> _Your task_:
Transcribe verbatim every line from the line containing "[trace] carved stone ornament" to the end of the entries, including both endpoints. Output nothing beyond those lines.

[Begin Dataset records]

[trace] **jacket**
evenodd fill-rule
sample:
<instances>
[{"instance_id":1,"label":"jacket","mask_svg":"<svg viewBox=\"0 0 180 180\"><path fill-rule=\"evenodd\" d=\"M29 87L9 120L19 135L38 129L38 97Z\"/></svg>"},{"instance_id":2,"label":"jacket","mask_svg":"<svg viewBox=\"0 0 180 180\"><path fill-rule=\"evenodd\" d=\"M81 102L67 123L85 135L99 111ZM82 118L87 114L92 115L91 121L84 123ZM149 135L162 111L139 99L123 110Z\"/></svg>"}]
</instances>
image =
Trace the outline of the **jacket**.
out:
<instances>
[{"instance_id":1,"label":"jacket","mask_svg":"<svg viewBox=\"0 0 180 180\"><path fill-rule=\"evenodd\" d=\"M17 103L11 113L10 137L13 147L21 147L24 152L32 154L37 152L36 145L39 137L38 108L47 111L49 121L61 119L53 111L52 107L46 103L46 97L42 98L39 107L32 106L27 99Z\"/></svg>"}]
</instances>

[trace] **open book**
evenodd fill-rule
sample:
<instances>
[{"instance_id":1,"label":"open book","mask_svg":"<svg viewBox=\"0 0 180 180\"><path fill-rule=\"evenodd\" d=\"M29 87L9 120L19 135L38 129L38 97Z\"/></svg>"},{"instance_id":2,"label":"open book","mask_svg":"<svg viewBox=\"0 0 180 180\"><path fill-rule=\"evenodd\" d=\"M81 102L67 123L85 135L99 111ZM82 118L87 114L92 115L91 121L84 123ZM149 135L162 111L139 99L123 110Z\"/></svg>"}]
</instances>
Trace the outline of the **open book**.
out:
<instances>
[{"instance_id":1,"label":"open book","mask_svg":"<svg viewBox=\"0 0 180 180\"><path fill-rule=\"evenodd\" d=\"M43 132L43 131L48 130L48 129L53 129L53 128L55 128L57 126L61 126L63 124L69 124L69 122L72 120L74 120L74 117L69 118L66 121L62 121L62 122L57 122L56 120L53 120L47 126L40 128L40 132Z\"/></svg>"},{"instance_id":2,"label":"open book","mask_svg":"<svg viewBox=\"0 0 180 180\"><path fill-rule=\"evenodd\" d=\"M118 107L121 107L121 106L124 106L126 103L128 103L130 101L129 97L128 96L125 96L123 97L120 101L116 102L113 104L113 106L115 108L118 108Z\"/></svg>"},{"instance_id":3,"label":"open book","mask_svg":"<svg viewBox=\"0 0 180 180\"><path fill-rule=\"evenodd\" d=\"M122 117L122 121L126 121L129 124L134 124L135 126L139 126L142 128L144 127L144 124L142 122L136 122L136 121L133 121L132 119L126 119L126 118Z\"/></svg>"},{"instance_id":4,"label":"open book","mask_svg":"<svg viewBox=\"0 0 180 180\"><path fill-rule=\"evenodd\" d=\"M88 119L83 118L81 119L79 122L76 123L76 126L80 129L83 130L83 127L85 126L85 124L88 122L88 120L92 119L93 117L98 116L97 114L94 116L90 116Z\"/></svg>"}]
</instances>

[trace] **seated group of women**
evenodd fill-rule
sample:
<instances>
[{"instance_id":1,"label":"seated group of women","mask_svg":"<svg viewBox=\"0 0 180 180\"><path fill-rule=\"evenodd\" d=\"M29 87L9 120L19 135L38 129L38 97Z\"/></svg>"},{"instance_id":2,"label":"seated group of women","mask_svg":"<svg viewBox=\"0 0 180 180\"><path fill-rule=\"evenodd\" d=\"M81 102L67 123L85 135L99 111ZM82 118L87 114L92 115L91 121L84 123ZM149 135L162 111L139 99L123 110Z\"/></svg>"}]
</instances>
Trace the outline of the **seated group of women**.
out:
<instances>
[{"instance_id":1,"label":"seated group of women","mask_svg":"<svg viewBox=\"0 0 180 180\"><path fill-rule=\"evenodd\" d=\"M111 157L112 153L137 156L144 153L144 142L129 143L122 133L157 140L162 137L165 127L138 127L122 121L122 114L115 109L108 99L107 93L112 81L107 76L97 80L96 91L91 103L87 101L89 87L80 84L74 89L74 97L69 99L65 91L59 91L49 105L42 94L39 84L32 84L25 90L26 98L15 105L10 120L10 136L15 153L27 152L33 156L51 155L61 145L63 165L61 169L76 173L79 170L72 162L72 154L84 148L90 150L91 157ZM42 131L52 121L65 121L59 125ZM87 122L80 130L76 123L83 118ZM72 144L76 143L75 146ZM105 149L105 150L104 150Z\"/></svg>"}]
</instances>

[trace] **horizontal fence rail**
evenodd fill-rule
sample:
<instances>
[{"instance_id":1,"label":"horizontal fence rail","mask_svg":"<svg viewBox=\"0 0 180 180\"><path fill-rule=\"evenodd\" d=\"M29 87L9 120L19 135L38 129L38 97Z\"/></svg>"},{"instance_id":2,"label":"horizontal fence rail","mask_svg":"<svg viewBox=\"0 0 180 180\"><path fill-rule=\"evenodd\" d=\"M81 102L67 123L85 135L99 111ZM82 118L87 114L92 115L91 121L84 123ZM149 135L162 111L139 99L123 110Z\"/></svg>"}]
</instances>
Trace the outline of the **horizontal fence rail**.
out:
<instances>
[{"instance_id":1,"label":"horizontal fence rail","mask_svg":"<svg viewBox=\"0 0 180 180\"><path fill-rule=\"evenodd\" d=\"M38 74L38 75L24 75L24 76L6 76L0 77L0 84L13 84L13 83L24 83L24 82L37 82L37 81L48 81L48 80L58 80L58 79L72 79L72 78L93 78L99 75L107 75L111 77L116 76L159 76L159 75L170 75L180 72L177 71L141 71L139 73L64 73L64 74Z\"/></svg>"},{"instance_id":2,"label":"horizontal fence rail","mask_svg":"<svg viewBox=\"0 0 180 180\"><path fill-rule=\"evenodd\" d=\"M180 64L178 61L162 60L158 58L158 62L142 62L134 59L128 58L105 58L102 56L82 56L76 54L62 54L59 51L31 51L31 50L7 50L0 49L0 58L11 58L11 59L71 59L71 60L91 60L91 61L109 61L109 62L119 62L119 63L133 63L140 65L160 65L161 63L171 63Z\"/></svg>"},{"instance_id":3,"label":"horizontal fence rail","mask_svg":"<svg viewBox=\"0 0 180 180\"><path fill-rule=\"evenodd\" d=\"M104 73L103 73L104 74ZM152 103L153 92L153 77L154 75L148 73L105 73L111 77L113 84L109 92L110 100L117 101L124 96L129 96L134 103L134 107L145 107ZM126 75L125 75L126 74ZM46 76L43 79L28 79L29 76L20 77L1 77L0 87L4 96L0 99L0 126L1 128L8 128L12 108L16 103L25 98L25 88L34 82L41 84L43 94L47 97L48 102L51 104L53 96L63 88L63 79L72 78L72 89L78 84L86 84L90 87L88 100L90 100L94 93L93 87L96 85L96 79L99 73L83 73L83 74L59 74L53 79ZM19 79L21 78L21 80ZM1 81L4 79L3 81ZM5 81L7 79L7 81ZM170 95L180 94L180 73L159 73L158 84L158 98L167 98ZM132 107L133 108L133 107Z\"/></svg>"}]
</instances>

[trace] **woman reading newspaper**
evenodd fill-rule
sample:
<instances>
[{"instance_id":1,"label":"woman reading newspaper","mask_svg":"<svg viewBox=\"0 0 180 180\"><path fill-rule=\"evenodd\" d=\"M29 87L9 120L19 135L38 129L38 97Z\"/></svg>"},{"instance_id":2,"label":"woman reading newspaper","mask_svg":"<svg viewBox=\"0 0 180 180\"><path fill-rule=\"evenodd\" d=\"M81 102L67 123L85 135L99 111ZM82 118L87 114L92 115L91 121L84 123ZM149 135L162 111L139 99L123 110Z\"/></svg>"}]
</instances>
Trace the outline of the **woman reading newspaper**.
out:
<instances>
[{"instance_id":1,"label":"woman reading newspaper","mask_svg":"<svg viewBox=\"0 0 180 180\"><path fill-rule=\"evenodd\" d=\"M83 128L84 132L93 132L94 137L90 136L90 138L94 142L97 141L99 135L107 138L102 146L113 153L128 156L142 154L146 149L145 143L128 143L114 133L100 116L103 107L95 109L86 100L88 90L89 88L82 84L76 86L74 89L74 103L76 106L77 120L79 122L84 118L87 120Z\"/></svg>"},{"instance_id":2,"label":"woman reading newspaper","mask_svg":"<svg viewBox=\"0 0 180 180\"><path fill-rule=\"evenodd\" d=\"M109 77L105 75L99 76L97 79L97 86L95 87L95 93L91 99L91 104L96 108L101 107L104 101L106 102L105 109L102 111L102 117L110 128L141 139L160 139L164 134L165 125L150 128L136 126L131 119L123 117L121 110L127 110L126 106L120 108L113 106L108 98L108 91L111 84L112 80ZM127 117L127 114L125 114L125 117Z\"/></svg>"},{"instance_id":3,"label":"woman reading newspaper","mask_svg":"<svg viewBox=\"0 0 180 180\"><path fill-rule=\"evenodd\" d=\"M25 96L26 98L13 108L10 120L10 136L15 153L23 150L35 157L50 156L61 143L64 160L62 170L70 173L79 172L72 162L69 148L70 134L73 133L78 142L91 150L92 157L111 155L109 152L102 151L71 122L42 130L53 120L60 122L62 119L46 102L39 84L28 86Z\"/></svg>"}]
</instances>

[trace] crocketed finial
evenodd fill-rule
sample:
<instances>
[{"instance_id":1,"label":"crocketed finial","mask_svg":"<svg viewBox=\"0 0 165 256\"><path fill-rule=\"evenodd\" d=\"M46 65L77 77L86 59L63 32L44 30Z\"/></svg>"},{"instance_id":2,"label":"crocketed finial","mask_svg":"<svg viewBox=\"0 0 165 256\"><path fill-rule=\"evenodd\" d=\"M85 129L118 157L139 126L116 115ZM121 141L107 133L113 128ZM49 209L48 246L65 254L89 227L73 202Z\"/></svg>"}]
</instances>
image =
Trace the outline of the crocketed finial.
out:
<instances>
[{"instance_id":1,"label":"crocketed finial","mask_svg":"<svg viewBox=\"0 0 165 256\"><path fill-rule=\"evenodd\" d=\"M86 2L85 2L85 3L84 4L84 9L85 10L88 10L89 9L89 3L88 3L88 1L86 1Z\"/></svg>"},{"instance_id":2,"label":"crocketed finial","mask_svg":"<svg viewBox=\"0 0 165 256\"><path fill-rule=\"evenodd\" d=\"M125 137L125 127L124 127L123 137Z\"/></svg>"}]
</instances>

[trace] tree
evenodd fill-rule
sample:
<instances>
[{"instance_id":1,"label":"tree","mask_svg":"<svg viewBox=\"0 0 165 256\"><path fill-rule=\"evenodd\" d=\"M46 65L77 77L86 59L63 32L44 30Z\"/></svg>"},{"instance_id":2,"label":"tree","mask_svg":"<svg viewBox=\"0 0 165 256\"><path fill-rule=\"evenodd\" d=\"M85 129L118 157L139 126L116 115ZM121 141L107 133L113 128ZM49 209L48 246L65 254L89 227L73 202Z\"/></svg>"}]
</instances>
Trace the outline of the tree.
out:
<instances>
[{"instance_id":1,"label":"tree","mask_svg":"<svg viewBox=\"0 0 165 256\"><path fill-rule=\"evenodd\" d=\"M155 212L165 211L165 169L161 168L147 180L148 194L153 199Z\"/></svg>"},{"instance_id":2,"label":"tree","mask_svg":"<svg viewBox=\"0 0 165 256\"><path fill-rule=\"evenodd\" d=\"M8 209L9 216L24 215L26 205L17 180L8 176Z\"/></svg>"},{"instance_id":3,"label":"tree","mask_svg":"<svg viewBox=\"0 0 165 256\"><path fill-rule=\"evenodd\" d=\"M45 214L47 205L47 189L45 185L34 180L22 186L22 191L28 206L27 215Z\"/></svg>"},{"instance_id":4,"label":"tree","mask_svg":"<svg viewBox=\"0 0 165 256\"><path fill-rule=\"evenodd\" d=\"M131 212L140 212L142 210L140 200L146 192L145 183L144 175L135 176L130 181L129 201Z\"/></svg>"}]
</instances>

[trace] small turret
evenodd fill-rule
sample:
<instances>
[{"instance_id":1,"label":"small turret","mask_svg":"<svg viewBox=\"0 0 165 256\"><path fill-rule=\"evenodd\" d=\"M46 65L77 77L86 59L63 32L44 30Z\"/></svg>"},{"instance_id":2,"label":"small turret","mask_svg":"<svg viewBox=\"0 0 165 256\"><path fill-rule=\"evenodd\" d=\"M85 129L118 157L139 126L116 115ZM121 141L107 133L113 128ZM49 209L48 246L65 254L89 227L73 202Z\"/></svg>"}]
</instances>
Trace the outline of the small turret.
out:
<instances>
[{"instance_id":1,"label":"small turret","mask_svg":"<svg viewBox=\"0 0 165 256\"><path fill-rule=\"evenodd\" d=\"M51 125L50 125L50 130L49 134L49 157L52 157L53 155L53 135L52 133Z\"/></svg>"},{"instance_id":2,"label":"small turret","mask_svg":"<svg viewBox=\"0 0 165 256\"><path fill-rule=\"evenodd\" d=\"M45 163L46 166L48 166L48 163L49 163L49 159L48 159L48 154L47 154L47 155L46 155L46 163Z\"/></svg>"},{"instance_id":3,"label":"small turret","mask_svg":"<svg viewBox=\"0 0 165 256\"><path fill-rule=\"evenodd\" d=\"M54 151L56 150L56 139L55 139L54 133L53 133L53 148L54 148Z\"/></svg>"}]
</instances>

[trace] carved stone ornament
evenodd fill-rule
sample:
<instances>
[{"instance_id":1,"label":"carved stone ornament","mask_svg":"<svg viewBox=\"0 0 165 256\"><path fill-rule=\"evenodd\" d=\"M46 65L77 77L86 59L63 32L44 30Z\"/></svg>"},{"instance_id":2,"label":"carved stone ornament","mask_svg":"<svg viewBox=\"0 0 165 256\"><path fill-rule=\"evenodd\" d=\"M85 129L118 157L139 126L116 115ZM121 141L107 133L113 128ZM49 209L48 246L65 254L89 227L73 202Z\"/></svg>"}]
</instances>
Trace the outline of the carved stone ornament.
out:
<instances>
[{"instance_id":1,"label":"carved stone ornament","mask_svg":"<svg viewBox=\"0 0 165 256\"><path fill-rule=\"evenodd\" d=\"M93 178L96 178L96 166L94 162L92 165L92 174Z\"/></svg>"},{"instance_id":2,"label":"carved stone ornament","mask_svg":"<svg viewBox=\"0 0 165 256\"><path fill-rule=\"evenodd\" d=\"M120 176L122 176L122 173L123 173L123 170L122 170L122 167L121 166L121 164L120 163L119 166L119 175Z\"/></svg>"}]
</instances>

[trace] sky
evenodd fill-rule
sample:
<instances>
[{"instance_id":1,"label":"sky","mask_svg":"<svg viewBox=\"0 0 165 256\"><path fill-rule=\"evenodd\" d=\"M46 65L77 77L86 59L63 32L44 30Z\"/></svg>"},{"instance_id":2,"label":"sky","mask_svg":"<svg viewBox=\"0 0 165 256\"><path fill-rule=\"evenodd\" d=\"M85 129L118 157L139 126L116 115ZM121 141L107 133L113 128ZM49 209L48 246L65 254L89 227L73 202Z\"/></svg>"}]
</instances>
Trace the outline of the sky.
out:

[End Dataset records]

> _The output_:
[trace] carved stone ornament
evenodd fill-rule
sample:
<instances>
[{"instance_id":1,"label":"carved stone ornament","mask_svg":"<svg viewBox=\"0 0 165 256\"><path fill-rule=\"evenodd\" d=\"M46 65L77 77L86 59L63 32L44 30Z\"/></svg>"},{"instance_id":2,"label":"carved stone ornament","mask_svg":"<svg viewBox=\"0 0 165 256\"><path fill-rule=\"evenodd\" d=\"M85 129L118 157L139 126L116 115ZM121 141L107 133L113 128ZM49 209L48 246L65 254L89 227L73 202Z\"/></svg>"}]
</instances>
Trace the outline of the carved stone ornament.
out:
<instances>
[{"instance_id":1,"label":"carved stone ornament","mask_svg":"<svg viewBox=\"0 0 165 256\"><path fill-rule=\"evenodd\" d=\"M93 178L96 178L96 166L94 162L92 165L92 174Z\"/></svg>"},{"instance_id":2,"label":"carved stone ornament","mask_svg":"<svg viewBox=\"0 0 165 256\"><path fill-rule=\"evenodd\" d=\"M120 176L122 176L122 173L123 173L123 170L122 170L122 167L121 166L121 164L120 163L119 166L119 175Z\"/></svg>"}]
</instances>

[trace] sky
evenodd fill-rule
sample:
<instances>
[{"instance_id":1,"label":"sky","mask_svg":"<svg viewBox=\"0 0 165 256\"><path fill-rule=\"evenodd\" d=\"M46 65L77 77L86 59L63 32L44 30Z\"/></svg>"},{"instance_id":2,"label":"sky","mask_svg":"<svg viewBox=\"0 0 165 256\"><path fill-rule=\"evenodd\" d=\"M85 129L118 157L139 126L116 115ZM121 141L107 133L113 128ZM49 209L48 246L65 254L89 227L73 202Z\"/></svg>"}]
</instances>
Trace the outline of the sky.
out:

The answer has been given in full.